Referring expression pointing data:
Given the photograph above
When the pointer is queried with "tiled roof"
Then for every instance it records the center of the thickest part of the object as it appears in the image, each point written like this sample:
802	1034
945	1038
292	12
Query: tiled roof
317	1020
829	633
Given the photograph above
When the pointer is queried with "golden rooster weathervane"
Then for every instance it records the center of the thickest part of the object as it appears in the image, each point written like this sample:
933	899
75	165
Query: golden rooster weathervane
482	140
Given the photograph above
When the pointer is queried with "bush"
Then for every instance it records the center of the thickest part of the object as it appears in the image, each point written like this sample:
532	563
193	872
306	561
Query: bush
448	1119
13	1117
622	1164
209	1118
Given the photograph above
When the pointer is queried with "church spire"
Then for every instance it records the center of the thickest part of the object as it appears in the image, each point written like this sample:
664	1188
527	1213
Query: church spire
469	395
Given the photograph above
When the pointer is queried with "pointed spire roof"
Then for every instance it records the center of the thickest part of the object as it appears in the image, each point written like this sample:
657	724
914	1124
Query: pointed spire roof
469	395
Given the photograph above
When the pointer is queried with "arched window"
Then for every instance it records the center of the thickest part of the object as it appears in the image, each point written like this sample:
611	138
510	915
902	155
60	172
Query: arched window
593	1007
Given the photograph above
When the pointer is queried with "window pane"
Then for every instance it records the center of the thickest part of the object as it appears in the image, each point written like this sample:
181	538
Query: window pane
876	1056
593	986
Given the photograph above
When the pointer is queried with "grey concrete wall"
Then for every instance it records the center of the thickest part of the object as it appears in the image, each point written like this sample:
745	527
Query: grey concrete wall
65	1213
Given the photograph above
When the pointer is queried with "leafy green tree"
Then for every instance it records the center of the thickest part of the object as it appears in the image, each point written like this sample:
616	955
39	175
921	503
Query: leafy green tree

**YOUR ASSIGNMENT**
Retype the entries in full. Keep every line identical.

**PROBLEM SOLUTION**
Given the photograph above
When the pointer is queried with "tiled roof"
Then for every instance it records the center of the thickest part of the object as it appears in the image, each point written like this sample:
802	1034
945	1038
292	12
Query: tiled roof
317	1020
829	633
Given the photograph above
When the pointer is queried with "golden rooster weathervane"
Then for every instance it records the center of the thickest part of the object as it appears in the image, each point written like this sample:
933	899
75	165
Query: golden rooster weathervane
482	140
Given the photograph above
When the pointer is queried with "bush"
Then for every instance it records the center of the thickest part of the object as it appears in the image, each point written like this sample:
532	563
193	872
306	561
Query: bush
448	1119
13	1117
622	1164
209	1118
Given the photograph above
When the pointer is queried with "church spire"
Then for every instance it records the center of the thickest part of the object as it appears in the image, each point written like this sample:
664	1188
527	1213
Query: church spire
469	395
Given the photograph above
When the pointer is queried with "pointed spire roof"
Then for every instance it records the center of the thickest part of the object as it appears in the image, each point written like this sample:
657	724
914	1124
Query: pointed spire roof
469	395
Given the photograph above
When the pointer is queried with "arched window"
Then for every instance it records the center of the thickest part of the object as it appears in the image, each point written like this sample:
611	138
510	915
902	155
60	172
Query: arched window
593	1007
Given the photograph above
When the pointer is queried with "window pane"
Then for every instance it records the center of the thickest part of the object as it appears in the image, each point written like this sample:
181	538
Query: window pane
876	1056
593	986
Given the photograph above
When the pointer is queried with "grey concrete wall"
Then for every instance it records the center of the thickest part of the object as it appears in the image, each point written like this sample:
745	527
Query: grey concrete wall
65	1213
Given the photograph above
When the pointer is queried with "leafy green tree"
Then for every instance it records the center of the thickest part of the object as it appears in the image, each point written like this sample:
616	955
39	175
921	503
Query: leafy green tree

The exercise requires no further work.